* _RECORDS TO USE_:
[START]

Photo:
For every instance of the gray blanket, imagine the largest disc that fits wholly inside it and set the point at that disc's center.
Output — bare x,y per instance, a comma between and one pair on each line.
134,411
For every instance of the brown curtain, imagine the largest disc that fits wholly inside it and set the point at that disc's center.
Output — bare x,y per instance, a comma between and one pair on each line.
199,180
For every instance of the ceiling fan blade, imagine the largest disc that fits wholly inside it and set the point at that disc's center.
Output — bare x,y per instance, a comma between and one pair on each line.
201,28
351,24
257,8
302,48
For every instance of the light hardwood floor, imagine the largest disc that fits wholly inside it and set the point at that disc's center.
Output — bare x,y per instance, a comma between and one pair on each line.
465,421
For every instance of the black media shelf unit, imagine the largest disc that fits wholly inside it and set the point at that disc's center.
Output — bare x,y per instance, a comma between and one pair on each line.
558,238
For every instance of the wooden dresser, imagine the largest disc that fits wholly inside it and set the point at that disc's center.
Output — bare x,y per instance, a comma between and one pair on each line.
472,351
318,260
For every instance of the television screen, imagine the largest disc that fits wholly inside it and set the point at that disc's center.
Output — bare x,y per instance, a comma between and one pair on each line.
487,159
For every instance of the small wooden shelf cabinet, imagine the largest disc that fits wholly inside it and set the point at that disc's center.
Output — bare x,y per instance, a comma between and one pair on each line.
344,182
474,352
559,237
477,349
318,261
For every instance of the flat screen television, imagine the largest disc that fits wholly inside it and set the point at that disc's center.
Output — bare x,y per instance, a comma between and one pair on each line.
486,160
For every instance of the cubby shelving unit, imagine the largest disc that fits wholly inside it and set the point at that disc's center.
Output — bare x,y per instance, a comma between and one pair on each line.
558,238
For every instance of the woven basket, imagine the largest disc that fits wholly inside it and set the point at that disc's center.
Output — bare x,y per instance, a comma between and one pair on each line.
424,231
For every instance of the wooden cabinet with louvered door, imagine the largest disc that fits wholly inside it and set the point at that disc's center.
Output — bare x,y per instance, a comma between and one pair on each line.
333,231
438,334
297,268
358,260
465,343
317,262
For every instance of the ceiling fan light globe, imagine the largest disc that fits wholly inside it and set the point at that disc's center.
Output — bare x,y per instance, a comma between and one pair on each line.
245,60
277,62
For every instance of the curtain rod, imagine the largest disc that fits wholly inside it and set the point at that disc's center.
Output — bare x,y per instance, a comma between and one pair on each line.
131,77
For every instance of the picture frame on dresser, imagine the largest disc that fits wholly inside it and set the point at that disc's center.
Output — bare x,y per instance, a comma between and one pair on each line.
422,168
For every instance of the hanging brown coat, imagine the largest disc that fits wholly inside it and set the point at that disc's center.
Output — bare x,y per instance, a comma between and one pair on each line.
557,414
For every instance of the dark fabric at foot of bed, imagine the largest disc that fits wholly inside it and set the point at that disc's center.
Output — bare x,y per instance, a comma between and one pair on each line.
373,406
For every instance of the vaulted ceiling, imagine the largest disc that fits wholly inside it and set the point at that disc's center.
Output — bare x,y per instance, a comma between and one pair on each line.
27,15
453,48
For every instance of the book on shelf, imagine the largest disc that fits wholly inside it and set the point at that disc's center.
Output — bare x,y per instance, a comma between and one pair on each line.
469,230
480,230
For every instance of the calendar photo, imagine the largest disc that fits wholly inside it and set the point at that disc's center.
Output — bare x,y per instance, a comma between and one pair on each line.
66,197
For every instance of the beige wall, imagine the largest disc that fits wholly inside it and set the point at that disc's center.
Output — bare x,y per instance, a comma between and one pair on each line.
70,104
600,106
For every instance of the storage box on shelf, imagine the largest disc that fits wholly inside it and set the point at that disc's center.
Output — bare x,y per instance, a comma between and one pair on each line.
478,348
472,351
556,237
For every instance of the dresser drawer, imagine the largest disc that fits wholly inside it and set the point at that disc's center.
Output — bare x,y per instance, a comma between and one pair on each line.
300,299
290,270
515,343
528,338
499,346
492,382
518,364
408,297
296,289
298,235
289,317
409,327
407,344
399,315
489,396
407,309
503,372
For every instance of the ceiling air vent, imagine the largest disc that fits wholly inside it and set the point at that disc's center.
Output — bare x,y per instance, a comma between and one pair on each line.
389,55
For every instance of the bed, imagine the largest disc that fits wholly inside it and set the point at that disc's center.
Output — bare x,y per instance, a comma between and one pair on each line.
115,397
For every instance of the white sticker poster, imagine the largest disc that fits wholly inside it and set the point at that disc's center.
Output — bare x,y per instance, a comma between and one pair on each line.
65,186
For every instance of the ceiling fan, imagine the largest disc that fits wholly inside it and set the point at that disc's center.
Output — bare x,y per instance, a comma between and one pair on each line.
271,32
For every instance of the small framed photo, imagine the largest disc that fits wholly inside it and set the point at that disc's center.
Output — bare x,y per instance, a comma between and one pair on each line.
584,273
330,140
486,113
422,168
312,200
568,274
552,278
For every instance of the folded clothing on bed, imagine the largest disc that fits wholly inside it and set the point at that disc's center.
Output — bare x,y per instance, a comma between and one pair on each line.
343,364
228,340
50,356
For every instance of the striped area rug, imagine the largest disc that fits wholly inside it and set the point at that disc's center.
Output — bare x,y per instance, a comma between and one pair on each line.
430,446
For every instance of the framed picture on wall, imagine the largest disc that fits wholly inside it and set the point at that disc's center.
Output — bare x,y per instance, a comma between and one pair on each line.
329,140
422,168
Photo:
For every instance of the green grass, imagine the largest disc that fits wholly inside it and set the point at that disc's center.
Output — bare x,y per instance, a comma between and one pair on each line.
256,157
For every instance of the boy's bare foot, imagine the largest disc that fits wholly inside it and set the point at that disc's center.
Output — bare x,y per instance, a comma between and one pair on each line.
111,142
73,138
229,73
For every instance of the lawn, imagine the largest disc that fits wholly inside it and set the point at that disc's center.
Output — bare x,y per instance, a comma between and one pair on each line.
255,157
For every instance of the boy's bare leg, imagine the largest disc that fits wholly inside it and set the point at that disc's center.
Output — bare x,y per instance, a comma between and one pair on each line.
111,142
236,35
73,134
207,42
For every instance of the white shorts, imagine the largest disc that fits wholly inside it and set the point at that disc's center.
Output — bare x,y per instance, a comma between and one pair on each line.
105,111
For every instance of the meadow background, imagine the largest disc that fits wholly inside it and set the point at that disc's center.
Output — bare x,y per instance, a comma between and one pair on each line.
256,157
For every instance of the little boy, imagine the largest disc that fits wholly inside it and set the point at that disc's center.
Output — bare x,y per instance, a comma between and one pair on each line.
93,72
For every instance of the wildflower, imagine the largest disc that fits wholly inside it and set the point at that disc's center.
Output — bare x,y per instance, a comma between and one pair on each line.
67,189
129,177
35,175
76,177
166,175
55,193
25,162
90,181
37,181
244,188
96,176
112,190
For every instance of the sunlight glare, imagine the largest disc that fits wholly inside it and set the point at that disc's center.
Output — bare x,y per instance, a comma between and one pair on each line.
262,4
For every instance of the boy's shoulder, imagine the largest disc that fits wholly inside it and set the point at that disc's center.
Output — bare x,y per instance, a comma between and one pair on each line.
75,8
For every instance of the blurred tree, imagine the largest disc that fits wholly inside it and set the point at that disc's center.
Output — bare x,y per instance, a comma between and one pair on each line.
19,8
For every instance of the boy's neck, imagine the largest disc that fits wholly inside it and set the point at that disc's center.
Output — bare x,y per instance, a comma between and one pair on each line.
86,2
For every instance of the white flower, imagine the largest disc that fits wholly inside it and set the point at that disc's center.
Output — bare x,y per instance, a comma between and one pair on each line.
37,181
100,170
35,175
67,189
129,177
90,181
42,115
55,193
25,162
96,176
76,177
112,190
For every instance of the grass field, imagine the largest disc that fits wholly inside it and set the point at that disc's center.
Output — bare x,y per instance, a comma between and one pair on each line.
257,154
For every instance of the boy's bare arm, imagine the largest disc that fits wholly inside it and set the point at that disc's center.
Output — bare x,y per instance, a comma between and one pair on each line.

[END]

* _GIVEN INSTRUCTION_: Copy each line exactly, from the line containing "For every instance of the boy's shoulder, imagine" down to the last line of the material, and no other lines.

* _THE RESPONSE_:
For every instance of the boy's shoulder, imagine the largest disc that fits wholly inside it and set the point at that disc's center.
Output — bare x,y per instance, a comma between and one pair on each line.
75,8
For every instance of the blurred tree, imagine the largest disc that fits wholly inside it and set the point at that disc's center.
Output — bare x,y per instance, a comma between and one pair on each line.
19,8
For every instance of the boy's neck, imagine the largest disc that fits wholly inside it and set the point at that disc's center.
Output — bare x,y per instance, a comma between and one pair on each line.
86,2
For every instance of the white flower, imagine the largest disc that fits wholly inside it and set the point at that disc's center.
Output — bare x,y per instance, a comma between and one pair on each line.
37,181
100,170
35,175
67,189
129,177
90,181
42,115
55,193
25,162
96,176
76,177
112,190
For every instance of the grass field, imagine the largest disc that fits wholly inside it and set the point at that disc's center.
Output — bare x,y per instance, a comma between and one pair on each line.
257,154
For every instance of the boy's bare arm, imagine the largest disc that fits wholly inside it and set the point at that disc's center.
Output — bare x,y per instance, a comma between and one pair on each line.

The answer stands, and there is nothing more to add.